▼▼▼

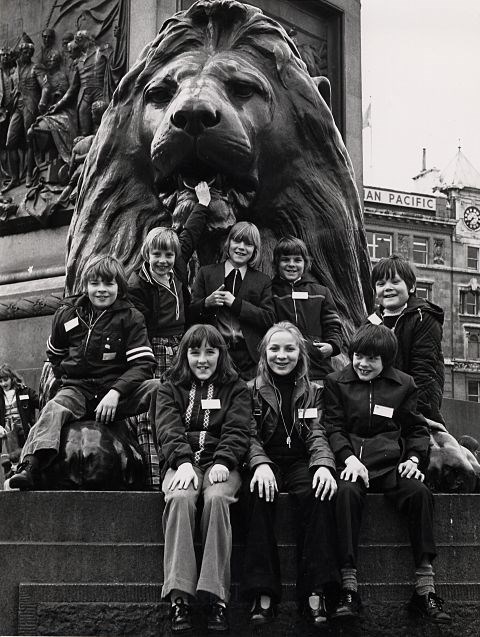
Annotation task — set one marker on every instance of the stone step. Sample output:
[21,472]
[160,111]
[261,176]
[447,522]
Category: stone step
[37,514]
[99,543]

▲▲▲

-- WORK TO COMPLETE --
The answer must repeat every line of the listing exactly and leave the pictures out.

-- REPLY --
Annotation task — set one marker on every instance of the stone step. Sample output:
[21,472]
[160,111]
[261,176]
[447,522]
Category: stone step
[37,514]
[99,543]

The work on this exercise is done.